▸ **DATASET EXTRACT**:
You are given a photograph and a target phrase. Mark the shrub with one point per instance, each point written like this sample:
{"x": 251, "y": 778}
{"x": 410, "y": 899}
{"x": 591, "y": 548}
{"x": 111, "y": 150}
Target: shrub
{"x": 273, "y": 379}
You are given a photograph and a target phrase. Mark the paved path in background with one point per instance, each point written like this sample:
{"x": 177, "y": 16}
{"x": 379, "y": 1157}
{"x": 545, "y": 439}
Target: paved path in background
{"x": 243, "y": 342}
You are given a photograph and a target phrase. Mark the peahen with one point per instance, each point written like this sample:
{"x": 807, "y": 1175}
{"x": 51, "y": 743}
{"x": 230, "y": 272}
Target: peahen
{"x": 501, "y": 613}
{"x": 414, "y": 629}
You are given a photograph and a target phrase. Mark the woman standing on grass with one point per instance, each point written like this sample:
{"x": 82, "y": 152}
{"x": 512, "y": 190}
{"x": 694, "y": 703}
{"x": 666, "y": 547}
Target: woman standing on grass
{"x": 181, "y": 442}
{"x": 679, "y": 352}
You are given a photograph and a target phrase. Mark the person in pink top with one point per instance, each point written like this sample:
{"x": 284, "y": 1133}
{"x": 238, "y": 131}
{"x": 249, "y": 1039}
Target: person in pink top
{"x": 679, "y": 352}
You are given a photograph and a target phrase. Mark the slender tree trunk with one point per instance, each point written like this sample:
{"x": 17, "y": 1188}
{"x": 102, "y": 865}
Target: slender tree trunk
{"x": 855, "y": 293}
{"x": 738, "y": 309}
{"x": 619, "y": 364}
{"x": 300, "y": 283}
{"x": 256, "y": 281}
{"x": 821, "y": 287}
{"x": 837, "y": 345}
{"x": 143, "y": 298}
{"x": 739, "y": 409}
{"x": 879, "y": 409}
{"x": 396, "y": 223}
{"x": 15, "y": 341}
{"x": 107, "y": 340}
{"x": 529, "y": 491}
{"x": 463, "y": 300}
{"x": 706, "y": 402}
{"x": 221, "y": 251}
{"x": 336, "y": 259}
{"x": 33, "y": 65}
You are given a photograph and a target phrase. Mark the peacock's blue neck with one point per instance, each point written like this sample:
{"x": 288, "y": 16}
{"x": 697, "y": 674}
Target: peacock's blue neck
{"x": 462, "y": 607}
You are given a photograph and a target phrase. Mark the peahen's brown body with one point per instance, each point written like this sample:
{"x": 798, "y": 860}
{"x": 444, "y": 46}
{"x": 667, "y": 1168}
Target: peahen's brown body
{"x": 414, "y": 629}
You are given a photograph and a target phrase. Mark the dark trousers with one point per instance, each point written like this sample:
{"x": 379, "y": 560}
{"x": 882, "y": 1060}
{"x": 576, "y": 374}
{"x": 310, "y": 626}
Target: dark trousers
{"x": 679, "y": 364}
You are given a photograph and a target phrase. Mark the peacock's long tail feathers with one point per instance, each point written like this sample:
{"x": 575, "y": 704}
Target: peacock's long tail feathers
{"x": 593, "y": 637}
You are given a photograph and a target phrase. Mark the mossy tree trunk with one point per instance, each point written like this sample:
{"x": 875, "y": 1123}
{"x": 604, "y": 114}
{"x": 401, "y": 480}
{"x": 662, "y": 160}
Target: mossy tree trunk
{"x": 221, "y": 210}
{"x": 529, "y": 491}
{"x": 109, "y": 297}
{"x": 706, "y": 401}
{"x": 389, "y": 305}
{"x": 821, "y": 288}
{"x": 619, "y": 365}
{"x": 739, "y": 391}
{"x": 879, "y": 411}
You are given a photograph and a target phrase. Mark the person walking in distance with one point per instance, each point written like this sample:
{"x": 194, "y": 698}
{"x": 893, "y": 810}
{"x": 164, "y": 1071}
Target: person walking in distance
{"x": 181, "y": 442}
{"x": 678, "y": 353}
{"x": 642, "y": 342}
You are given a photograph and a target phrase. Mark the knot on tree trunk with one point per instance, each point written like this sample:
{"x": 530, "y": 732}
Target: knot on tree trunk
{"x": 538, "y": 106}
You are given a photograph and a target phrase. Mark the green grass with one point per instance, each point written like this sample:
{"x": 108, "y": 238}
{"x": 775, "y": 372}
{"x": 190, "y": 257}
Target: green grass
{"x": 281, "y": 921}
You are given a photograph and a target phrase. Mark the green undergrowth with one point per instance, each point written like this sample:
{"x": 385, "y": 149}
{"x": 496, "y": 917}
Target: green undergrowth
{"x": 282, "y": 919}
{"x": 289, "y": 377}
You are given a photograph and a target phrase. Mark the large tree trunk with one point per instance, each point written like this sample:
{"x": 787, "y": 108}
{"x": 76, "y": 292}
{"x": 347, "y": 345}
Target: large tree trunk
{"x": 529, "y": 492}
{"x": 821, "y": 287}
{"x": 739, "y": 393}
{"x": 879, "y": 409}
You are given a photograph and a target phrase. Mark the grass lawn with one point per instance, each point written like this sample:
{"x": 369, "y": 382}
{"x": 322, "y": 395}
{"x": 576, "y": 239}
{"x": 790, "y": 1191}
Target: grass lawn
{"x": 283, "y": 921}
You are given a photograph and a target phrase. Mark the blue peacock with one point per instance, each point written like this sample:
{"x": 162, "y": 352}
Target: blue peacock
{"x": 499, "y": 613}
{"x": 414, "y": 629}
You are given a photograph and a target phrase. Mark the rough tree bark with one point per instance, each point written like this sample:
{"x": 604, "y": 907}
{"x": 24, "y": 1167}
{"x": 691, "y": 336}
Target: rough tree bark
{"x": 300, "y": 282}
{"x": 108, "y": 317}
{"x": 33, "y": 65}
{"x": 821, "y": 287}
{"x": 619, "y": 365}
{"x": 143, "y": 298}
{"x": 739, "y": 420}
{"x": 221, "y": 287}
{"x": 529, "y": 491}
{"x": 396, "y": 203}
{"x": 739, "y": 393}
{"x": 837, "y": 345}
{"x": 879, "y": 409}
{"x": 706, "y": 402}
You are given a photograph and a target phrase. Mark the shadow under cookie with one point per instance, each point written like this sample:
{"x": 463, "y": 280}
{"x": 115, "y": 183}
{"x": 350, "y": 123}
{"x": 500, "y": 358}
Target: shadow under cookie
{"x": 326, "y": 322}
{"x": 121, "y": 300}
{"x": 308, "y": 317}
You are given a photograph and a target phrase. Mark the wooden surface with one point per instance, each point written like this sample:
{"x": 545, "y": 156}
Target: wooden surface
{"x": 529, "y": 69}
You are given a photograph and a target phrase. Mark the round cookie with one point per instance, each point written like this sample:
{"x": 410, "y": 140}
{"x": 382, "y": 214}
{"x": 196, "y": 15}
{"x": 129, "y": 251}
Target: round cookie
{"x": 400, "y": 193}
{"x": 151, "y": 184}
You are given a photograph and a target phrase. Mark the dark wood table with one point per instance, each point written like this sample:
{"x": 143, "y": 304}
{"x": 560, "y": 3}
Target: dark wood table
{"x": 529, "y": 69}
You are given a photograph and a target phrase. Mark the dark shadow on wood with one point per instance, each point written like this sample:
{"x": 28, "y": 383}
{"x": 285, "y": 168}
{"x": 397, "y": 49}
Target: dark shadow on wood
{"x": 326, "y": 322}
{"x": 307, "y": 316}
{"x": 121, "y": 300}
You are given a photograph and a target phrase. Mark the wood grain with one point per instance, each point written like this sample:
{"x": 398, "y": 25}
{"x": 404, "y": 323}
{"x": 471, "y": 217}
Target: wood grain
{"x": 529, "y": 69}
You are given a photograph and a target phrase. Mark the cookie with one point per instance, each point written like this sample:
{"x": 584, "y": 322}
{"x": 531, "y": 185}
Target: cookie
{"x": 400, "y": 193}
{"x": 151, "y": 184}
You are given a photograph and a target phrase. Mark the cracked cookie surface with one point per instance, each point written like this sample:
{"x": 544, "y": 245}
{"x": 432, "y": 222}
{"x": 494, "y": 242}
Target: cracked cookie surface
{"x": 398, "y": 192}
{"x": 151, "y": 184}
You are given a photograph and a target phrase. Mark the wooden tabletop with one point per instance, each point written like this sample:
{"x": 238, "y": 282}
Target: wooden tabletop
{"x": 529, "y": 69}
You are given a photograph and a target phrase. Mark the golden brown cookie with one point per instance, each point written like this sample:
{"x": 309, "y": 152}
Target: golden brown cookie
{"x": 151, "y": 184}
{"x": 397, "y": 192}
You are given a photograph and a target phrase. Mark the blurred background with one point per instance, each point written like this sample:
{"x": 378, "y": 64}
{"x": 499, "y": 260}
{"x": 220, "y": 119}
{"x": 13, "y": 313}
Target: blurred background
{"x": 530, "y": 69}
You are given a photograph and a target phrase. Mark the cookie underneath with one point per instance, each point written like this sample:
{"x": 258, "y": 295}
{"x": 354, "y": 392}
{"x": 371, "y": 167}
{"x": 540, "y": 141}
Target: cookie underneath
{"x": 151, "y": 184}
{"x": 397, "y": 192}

* * *

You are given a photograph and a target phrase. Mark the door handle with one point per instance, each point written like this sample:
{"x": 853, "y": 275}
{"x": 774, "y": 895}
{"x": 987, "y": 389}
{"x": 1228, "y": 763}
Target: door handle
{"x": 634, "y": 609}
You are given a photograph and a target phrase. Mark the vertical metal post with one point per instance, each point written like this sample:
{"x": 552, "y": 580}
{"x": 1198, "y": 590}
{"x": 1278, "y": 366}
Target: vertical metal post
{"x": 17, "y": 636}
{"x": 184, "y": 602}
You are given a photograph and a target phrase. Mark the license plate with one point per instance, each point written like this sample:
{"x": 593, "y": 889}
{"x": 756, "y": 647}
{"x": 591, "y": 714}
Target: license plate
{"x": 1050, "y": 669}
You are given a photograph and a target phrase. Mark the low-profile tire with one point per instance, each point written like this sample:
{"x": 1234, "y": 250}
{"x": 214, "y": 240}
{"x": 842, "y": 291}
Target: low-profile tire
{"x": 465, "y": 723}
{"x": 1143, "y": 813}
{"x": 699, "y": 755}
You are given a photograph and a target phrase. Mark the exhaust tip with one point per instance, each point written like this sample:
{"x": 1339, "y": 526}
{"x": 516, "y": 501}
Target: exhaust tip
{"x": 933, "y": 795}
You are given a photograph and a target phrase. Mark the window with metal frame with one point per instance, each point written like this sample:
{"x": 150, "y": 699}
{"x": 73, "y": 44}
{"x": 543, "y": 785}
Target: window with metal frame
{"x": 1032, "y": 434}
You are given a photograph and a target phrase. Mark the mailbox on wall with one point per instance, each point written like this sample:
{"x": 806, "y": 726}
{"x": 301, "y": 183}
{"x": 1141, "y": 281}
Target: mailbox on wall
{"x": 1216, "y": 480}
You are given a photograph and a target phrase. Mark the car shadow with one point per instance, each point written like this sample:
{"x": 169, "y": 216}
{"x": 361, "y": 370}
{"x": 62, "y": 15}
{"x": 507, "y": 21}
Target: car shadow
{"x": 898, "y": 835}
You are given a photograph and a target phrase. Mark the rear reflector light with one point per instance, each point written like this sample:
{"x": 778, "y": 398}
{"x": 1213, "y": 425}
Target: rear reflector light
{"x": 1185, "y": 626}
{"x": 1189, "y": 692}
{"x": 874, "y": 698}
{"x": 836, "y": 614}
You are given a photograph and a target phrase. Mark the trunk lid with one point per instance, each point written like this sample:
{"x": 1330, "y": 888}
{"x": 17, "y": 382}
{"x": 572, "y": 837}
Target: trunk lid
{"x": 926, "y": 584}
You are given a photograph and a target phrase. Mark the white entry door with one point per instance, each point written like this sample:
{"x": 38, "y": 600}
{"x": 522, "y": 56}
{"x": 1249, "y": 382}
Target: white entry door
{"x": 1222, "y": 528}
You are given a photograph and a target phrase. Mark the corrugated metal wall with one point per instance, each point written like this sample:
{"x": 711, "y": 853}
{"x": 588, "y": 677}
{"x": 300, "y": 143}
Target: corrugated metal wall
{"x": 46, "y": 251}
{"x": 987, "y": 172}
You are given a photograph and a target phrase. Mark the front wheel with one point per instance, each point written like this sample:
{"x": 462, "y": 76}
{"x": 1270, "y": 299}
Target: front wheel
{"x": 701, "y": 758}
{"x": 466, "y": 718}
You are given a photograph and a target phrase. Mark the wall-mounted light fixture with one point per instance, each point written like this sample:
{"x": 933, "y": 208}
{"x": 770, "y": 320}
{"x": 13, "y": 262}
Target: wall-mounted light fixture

==

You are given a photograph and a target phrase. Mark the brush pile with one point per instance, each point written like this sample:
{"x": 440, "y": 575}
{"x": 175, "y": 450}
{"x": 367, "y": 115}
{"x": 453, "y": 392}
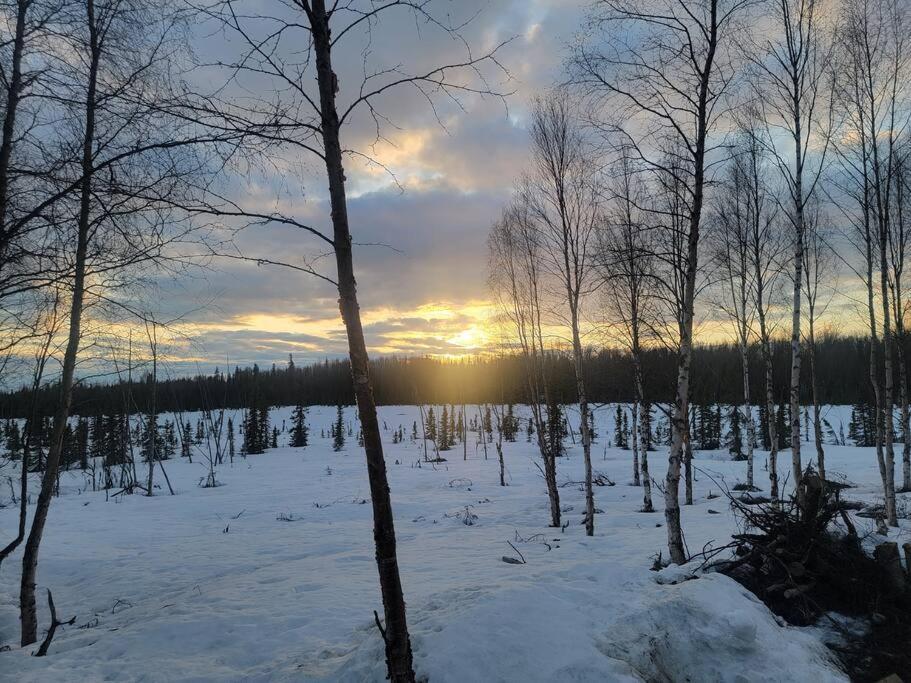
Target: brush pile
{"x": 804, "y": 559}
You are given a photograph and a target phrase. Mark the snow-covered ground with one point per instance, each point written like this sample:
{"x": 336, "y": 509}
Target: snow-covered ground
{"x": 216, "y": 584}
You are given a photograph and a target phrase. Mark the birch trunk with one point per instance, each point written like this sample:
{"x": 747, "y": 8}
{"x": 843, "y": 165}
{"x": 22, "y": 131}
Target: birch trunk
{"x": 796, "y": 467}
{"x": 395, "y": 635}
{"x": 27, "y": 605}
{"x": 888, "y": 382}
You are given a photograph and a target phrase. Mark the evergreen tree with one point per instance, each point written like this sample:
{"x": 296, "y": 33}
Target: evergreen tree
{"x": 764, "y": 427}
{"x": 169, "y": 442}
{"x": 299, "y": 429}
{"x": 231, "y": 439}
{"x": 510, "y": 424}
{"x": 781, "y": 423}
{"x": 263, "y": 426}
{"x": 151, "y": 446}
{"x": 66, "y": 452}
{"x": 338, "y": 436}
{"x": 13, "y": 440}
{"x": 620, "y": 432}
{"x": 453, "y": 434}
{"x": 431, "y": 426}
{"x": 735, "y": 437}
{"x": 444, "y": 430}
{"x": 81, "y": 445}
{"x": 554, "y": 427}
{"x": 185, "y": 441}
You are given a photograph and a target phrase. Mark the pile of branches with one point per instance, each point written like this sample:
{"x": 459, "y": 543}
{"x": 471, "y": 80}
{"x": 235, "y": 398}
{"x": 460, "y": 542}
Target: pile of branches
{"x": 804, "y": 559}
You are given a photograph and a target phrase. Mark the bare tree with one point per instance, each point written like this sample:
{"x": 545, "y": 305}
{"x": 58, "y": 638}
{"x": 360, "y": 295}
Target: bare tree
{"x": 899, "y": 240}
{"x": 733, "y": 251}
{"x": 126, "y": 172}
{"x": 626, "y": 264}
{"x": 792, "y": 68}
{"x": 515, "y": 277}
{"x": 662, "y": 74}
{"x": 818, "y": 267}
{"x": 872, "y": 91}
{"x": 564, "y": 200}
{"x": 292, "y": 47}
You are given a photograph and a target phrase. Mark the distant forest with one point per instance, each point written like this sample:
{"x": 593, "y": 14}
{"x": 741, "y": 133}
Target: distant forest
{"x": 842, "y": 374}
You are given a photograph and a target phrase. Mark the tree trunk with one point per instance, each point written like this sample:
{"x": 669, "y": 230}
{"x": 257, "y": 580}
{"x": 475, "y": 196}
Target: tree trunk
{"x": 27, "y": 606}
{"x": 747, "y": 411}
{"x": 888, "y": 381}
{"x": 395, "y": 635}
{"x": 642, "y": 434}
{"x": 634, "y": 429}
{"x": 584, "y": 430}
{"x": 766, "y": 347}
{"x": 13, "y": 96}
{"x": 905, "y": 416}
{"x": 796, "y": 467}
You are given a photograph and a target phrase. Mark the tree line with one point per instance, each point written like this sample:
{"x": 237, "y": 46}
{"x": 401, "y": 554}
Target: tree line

▸ **PROBLEM DETAILS**:
Among the entries, find each line that includes the string "mounted" and copy it.

▸ **RESPONSE BELOW**:
You are given a photograph and a target phrase. Mark the wall-mounted light fixture with one point per instance, each point written like this sample:
Target: wall-mounted light fixture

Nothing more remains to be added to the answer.